Denise Shull Says Tape Reading Art is Real and Alive

Discussion in 'Psychology' started by cornix, Dec 11, 2012.

  1. I don't know Adrienne either. Obviously I am not as well read in trading psych as you are. I read Elder's Trading for a Living over 15 years ago on a recommendation and had to sit through a video of his at the office I traded from. I don't remember much from the book and I don't see it on the shelves in my office so I must have tossed it out or given it away. I'd like to think I sold it to some chump to get a bit of money back, but I would remember that. Regarding the video, all I remember is that he told his audience to repeat "I am a loser" over and over. It was funny shit.

    I read one book by Brett Steenbarger. Can't recall any impression it made on me. I see it on the shelves behind me, though - Psychology of Trading. I guess I had no takers for that one.

    Mark Douglas I've read and I remember being impressed by TITZ. At least at first. Then I got to thinking about his "thinking like a trader" list of things and I saw some holes in it. Let's just say I don't hold him in any higher regard than Steenbarger or Elder. I'm sure they're all fine people.

    I still don't know what you mean by "pop" psych. No, I'm not going to pick up Adrienne's book to find out.
     
    #161     Dec 16, 2012
  2. Paddler

    Paddler

    Thank you.
     
    #162     Dec 16, 2012
  3. I think of pop psych trading advice as being in the same class as pop psych. Maybe that term is not in the current vernacular, I am an old fossil stuck educationally and culturally in the '60's. But to me it means uttering platitudes with great gravitas like "get in touch with your emotions" and "calm your fears" and "know your strengths and weaknesses" and "maintain focus" and "become one with the market." Pshrinkologically I am a total basket case, so I don't fight it and go for hard numerical analyses to tell me when to enter and exit. When you create visualizations of the tape all becomes clear.

    I loved Elder, and he is still on my shelf, because the first third of the book is about drunks. I don't read trading psych any more, but when I did the first thing that turned me off was the supposed expert not trading.

    I must add that my favorite ET trading psych poster is the eminent Dr. Arthur Deco, who no longer casts swearls before pine here.
     
    #163     Dec 16, 2012
  4. Okay, so you don't like platitudes uttered by psych experts who do not trade. Are platitudes any different if uttered by psych experts who say they do trade? If an expert trader trained a parrot to squawk platitudes, would it be possible for a noob to learn trading psych from the parrot? Since you trade using hard numerical analysis, I think we can both see that you don't need trading psych to punch the market for a few nickels.

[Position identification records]
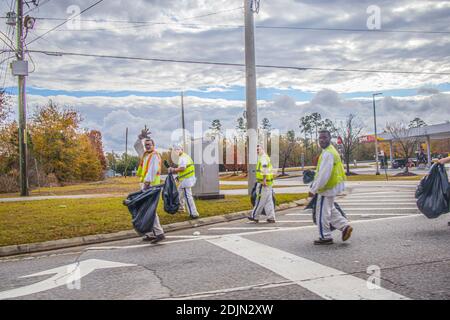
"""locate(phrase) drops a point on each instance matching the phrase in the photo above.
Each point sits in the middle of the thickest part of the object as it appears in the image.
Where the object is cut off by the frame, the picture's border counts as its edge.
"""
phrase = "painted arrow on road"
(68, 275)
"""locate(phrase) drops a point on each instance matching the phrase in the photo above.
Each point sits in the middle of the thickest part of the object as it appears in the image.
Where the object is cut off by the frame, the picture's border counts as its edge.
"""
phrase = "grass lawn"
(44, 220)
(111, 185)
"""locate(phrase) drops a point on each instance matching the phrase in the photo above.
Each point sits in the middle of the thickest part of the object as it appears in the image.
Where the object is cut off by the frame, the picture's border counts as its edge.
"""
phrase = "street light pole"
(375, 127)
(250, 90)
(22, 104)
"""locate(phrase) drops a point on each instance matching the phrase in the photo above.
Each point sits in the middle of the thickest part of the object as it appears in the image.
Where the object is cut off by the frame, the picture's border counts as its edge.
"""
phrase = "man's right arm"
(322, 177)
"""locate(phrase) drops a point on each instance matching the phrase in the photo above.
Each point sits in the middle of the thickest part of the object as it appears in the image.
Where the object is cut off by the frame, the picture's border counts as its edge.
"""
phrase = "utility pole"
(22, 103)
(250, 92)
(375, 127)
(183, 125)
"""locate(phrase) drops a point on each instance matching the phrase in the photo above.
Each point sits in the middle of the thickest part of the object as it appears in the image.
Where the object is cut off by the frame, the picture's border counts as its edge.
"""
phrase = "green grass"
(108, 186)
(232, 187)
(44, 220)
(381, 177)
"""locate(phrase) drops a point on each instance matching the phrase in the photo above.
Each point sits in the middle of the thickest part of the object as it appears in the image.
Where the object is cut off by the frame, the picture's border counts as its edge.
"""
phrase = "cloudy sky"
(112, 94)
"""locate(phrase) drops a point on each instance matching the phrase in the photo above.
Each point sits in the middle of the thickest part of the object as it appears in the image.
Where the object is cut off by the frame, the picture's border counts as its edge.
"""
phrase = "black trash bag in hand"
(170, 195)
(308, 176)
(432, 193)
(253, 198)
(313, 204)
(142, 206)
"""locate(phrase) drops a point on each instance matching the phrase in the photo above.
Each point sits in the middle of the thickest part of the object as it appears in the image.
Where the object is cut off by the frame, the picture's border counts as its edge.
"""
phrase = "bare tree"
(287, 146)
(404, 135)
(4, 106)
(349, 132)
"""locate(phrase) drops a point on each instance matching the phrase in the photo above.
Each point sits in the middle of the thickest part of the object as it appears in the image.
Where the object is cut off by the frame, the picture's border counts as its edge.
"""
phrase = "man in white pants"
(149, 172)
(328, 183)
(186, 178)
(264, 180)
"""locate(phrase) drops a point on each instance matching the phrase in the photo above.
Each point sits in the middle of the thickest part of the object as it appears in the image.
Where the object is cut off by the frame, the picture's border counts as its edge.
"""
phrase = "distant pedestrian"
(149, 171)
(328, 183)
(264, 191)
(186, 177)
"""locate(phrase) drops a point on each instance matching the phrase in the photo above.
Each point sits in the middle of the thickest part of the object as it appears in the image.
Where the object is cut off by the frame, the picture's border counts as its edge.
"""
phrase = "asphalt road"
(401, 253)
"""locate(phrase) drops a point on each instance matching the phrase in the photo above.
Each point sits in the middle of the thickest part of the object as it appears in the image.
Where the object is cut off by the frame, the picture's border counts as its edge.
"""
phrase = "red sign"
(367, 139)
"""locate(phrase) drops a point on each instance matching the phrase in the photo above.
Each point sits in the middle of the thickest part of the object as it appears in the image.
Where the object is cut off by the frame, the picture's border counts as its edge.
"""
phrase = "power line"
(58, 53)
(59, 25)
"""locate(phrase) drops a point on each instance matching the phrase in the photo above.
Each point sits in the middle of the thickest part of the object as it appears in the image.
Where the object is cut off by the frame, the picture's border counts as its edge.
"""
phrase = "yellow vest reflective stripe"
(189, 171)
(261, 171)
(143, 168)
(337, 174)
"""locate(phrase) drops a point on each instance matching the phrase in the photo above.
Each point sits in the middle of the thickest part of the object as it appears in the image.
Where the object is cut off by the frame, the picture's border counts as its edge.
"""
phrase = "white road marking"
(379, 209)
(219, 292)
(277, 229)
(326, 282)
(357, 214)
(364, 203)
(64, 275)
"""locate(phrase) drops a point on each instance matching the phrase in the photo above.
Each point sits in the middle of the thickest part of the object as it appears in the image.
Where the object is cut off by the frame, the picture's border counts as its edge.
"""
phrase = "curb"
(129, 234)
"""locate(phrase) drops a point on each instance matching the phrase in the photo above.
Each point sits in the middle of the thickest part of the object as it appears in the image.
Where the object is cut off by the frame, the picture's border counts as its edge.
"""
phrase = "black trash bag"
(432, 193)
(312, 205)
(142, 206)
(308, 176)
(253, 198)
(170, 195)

---

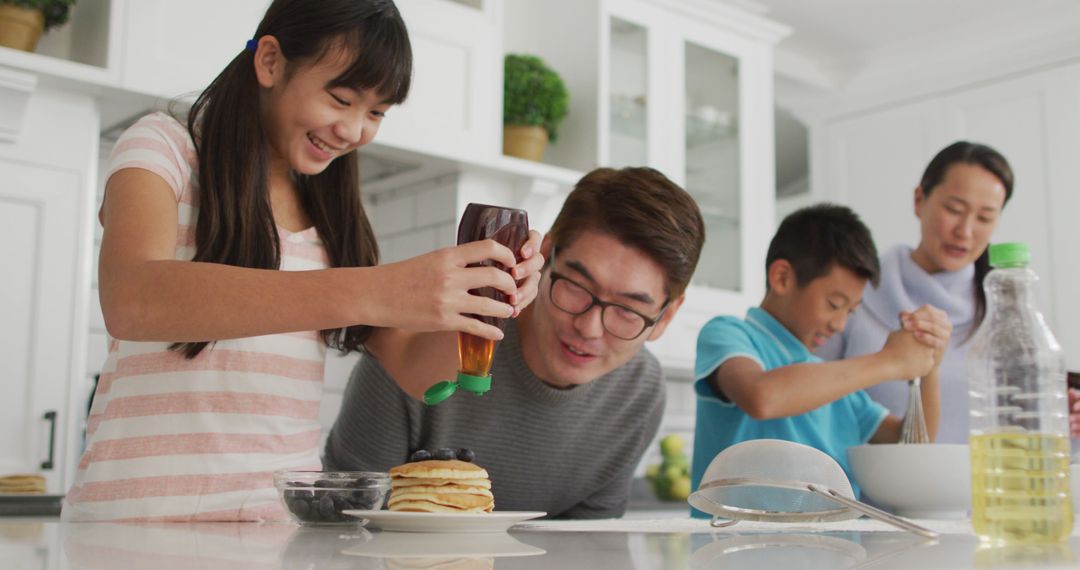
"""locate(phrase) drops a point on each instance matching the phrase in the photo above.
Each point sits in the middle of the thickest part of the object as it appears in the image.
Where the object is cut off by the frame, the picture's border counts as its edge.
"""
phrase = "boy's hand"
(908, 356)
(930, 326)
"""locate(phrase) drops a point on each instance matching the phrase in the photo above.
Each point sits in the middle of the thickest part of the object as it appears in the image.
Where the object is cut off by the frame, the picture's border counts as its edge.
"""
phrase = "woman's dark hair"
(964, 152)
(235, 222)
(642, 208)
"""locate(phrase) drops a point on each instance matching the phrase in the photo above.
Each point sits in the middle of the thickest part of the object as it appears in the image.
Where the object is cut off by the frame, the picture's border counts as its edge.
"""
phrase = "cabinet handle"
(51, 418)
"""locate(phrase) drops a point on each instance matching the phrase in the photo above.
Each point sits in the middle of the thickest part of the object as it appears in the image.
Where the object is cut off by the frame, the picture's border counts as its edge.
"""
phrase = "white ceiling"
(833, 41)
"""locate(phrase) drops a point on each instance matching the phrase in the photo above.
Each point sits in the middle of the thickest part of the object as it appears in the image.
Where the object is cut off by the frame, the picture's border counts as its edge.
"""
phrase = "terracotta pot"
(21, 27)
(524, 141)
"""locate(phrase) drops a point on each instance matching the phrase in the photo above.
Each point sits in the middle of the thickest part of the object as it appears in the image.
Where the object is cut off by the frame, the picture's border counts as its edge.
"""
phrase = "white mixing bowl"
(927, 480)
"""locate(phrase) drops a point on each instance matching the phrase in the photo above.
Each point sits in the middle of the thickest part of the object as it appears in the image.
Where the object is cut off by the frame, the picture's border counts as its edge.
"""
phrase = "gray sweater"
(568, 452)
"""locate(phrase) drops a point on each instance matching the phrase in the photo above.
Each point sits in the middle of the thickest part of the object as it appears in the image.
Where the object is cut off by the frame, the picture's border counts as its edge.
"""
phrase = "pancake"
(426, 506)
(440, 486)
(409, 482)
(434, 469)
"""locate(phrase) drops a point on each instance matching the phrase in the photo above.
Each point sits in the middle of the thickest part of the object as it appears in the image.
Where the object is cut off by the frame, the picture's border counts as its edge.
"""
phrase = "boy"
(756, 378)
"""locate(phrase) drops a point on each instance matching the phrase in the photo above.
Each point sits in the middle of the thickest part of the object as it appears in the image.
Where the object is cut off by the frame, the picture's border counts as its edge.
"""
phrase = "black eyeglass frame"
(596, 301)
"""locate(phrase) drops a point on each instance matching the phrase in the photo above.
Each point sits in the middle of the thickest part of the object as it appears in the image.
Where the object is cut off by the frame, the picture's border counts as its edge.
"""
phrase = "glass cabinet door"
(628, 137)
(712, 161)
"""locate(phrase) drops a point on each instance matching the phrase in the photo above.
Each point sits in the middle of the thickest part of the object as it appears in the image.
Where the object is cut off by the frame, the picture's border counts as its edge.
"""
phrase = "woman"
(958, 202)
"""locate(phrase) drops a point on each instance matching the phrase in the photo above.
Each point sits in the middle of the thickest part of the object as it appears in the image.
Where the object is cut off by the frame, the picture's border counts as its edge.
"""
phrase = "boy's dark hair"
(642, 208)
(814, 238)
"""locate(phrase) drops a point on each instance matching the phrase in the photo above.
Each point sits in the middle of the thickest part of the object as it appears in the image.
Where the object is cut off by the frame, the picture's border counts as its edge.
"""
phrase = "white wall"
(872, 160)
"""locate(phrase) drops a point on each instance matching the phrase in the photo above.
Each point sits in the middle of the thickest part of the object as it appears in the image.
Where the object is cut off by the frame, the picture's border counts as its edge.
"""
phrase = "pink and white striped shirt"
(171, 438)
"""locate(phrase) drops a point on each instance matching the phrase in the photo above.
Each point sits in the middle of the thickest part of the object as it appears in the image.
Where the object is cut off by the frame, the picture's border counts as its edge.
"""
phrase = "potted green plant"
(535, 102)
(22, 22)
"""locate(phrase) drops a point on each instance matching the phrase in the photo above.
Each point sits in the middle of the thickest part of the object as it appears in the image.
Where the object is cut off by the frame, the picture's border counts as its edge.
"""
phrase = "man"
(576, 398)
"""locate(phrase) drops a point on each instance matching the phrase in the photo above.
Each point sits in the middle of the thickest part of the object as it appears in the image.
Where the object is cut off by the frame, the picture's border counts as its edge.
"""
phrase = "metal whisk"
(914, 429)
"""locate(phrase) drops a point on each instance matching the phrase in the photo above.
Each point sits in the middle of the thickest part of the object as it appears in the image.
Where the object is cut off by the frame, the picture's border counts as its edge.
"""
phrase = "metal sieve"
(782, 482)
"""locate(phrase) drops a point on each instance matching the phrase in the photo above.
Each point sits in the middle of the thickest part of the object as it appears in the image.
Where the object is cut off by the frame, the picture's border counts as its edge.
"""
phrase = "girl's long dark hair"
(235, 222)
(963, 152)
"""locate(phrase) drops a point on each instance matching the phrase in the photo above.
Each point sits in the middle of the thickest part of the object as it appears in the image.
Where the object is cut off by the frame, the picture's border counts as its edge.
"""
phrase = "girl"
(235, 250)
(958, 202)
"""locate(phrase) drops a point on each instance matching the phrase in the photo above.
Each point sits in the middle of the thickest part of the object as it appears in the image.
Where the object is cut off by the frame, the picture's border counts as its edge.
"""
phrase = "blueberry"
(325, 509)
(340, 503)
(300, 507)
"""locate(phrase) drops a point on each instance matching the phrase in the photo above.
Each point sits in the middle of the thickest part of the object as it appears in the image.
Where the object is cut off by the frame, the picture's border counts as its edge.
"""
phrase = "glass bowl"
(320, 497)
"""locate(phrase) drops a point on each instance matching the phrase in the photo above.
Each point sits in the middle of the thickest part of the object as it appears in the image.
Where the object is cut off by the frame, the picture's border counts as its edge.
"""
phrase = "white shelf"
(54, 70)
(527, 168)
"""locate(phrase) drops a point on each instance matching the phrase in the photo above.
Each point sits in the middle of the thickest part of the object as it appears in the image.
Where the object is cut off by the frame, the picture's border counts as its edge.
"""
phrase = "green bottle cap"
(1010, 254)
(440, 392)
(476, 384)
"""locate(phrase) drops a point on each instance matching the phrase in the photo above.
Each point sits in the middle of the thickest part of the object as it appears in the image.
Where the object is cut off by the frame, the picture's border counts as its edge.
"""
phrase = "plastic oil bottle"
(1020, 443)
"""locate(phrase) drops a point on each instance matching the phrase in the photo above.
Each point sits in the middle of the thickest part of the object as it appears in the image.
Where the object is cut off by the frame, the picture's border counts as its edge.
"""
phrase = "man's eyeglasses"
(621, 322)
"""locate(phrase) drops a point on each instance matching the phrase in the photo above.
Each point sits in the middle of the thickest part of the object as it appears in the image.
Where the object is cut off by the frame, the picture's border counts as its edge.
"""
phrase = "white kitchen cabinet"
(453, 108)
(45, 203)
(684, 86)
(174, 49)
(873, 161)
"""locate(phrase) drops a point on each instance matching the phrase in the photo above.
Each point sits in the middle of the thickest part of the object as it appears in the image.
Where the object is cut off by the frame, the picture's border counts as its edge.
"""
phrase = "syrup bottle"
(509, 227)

--

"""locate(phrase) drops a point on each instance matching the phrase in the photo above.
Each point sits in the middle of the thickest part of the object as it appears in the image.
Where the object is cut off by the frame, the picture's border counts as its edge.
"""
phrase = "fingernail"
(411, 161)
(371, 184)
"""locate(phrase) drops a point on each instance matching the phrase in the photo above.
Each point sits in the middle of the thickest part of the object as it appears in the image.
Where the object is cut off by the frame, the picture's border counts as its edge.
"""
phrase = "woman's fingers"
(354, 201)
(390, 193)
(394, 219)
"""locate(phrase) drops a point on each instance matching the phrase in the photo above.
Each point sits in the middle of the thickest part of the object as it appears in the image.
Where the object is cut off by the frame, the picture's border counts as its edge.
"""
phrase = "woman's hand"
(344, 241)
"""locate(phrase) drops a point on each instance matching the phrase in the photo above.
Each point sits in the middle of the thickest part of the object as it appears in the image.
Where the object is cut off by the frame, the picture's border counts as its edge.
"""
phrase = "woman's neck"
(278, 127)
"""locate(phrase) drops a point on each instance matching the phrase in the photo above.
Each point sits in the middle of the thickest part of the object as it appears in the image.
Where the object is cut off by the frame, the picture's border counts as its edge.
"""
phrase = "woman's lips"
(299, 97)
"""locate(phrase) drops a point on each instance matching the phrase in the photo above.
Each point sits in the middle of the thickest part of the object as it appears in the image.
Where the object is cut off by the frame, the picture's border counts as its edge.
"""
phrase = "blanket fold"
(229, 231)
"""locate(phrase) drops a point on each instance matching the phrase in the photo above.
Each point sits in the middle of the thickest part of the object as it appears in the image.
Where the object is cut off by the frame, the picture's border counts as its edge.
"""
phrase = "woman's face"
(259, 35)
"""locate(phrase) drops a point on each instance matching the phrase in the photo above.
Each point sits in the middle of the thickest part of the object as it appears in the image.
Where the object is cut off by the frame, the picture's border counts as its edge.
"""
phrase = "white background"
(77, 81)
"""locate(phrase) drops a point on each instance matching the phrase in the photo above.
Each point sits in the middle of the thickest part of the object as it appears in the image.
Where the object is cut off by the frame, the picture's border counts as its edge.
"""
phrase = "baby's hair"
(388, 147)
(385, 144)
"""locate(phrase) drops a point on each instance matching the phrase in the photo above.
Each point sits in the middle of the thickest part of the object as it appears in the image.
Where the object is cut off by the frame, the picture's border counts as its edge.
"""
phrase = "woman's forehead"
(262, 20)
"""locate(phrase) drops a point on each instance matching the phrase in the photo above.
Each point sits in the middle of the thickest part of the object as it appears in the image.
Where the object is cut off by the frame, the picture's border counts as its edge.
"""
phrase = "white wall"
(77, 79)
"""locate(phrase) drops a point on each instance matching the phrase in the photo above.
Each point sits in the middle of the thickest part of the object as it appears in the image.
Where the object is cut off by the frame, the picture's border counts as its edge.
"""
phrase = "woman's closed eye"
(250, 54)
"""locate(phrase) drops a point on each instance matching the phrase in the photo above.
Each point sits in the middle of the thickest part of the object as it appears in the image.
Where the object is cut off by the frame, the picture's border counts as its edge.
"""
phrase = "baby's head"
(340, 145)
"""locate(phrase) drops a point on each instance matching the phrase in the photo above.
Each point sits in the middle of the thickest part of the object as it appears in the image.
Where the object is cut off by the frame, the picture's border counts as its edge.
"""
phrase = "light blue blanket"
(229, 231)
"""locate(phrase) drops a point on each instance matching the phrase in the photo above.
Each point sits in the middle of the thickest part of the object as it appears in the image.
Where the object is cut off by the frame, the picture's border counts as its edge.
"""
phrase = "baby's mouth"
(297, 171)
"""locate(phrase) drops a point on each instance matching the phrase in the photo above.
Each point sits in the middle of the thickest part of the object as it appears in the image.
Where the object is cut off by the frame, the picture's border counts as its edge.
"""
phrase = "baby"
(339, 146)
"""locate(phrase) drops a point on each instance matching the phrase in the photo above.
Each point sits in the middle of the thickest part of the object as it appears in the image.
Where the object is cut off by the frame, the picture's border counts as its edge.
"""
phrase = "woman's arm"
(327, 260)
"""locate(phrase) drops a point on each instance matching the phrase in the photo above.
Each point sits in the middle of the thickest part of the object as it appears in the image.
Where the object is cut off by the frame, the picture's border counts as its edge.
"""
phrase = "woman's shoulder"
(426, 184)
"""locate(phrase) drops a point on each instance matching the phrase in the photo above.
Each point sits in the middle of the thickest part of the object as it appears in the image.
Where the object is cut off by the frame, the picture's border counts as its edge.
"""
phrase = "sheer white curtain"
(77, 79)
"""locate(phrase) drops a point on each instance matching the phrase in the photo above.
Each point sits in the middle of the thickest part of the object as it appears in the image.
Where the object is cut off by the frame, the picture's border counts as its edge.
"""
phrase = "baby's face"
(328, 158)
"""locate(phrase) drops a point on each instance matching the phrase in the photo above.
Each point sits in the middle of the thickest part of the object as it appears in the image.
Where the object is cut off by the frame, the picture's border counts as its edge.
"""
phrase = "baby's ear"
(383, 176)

*Written problem A*:
In the trading psychology thread, what phrase does the poster recall Elder telling his audience to repeat over and over in a video?
*Written problem B*:
Please pick up the trading psychology thread after its last sentence and carry it on.
The listing is material apart from the trading psychology thread.

*Task answer A*:
"I am a loser"

*Task answer B*:
    #164     Dec 16, 2012
  5. I think I may have had too much tonic water and lime juice, surely it is not the Everclear. But I tend to think that shrinks who verifiably trade tend to be less platitudinous. They tend to speak more of why price patterns are jiggered to induce fear and geld-lust so as to seduce you to trade poorly. And to speak more frankly about how and why we as traders delude ourselves into thinking that we are good or can become good. And of the constitutional differences between discretionary and systematic traders. I myself am a systematically discretionary trader (or is that discretionarily systematic? I forget.) But I ramble. Need some bracing blood orange in the G&T.

    BTW, I would not speak derogatorily about parrots. They just may be smarter than the average ETer.

    And I speak approvingly of Denise because she has a solid verifiable grounding in psychoanalytics and equally verifiable experience as a successful trader.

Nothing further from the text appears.